───── EXERCISE DATA ─────
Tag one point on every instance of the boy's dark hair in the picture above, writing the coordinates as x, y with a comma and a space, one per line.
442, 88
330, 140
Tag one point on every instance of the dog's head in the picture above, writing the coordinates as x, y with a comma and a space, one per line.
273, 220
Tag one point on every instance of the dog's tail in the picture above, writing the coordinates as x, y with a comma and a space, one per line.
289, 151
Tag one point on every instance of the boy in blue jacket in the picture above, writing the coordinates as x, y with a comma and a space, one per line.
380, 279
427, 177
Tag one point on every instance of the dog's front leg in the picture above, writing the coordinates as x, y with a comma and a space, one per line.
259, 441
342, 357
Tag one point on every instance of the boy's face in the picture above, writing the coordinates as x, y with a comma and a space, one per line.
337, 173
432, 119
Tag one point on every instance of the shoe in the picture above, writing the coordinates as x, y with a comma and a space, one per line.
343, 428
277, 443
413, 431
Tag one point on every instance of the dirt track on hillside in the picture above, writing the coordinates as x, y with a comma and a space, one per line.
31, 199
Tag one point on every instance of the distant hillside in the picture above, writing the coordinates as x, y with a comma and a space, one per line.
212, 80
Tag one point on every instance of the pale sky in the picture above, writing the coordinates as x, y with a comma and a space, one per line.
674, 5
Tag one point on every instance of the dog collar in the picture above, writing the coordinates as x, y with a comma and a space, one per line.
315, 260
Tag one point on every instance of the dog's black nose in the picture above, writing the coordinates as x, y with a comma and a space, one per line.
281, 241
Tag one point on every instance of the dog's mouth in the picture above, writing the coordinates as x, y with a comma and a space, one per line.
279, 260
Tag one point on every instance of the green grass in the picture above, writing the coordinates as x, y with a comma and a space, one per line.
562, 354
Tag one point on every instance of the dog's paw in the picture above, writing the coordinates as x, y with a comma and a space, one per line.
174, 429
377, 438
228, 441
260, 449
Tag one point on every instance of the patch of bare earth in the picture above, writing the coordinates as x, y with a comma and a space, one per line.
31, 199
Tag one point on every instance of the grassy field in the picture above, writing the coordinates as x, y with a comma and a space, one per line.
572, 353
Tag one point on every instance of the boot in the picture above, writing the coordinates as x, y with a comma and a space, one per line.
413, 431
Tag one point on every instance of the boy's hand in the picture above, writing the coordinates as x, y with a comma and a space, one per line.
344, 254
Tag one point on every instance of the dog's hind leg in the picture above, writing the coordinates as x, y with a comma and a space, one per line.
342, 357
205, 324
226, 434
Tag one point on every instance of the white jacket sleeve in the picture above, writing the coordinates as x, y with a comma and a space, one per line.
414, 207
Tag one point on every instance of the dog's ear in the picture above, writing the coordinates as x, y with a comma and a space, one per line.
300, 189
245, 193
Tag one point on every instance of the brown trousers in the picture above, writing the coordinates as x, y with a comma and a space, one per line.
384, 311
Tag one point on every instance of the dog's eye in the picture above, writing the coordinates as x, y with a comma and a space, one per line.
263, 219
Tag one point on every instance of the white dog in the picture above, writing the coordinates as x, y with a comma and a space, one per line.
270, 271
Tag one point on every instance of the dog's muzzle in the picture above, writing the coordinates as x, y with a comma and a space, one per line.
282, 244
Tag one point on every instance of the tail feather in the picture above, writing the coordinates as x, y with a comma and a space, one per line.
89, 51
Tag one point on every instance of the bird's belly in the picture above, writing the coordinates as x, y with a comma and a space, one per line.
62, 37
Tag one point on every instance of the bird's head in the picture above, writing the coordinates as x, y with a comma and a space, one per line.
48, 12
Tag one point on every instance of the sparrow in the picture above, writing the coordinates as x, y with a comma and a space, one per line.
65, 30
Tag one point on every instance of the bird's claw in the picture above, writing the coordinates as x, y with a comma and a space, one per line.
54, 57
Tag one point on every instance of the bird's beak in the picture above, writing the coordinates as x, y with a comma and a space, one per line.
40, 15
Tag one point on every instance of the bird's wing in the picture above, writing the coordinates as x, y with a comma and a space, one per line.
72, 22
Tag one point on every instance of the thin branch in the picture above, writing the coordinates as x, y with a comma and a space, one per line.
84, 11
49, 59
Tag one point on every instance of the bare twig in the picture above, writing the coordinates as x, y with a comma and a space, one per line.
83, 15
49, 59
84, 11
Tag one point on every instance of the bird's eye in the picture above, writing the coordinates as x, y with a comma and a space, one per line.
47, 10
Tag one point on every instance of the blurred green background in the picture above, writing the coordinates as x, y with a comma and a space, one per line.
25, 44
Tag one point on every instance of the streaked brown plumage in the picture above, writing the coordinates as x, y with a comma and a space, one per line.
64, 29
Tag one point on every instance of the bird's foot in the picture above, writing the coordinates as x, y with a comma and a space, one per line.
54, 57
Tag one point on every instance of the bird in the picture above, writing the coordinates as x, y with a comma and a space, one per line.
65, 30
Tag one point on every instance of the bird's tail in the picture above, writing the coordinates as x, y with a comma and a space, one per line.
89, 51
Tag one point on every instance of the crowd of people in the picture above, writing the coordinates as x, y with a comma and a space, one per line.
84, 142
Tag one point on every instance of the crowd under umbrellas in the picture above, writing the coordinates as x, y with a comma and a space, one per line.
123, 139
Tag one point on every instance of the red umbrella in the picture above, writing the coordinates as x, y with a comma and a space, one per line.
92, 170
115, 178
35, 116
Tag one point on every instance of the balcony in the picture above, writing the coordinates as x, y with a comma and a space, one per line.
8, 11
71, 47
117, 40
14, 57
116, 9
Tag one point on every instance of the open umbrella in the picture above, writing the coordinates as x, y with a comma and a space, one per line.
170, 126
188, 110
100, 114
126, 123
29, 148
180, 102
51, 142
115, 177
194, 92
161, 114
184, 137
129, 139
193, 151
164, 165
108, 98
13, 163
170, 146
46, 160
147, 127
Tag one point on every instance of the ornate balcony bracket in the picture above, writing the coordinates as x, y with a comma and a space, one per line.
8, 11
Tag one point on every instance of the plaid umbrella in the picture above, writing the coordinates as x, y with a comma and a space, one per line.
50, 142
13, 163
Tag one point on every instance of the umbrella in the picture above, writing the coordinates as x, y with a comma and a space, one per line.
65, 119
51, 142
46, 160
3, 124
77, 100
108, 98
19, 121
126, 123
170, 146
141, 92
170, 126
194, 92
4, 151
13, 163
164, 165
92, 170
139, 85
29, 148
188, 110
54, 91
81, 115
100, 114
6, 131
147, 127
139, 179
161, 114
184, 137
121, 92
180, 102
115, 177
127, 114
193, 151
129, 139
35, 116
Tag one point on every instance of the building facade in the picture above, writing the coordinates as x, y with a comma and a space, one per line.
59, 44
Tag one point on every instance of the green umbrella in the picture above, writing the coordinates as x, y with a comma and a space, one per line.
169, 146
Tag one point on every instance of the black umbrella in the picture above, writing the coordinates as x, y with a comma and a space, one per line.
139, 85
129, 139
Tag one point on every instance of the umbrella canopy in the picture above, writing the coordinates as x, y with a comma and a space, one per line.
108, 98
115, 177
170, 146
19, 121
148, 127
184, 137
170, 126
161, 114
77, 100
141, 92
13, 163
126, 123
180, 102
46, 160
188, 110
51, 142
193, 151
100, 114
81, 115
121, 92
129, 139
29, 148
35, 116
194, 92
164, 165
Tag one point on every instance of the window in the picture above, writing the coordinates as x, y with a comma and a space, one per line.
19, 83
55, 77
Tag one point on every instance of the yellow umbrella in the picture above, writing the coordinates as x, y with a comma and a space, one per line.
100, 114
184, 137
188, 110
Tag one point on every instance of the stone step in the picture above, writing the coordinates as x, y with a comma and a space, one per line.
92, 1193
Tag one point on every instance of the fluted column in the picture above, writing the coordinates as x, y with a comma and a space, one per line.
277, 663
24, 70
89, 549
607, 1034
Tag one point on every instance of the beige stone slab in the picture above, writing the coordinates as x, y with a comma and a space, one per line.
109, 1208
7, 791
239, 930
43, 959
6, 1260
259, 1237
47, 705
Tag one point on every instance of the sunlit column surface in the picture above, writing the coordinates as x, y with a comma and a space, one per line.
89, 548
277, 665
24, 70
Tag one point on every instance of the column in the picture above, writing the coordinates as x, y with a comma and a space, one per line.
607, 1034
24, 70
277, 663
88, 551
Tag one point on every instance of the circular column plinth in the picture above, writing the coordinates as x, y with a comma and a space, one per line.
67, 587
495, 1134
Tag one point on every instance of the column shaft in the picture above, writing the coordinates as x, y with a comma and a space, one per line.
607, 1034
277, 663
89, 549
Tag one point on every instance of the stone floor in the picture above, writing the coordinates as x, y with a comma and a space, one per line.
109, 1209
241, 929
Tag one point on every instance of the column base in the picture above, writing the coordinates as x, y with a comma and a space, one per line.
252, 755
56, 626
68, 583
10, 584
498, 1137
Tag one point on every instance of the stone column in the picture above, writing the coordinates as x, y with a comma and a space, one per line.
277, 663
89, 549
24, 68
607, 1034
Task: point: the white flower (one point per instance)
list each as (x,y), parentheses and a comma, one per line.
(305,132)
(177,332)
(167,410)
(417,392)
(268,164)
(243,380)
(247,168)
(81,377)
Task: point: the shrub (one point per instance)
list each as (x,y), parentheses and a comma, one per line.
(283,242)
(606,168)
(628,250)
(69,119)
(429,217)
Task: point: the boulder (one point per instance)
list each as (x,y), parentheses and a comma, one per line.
─────
YOUR ASSIGNMENT
Reproduce every line from the preceding data in which the word "Task" can be found.

WORKED SOLUTION
Task: point: the white flower (one point per instance)
Task: point: the shrub (one point per instance)
Task: point: the boulder (one point per instance)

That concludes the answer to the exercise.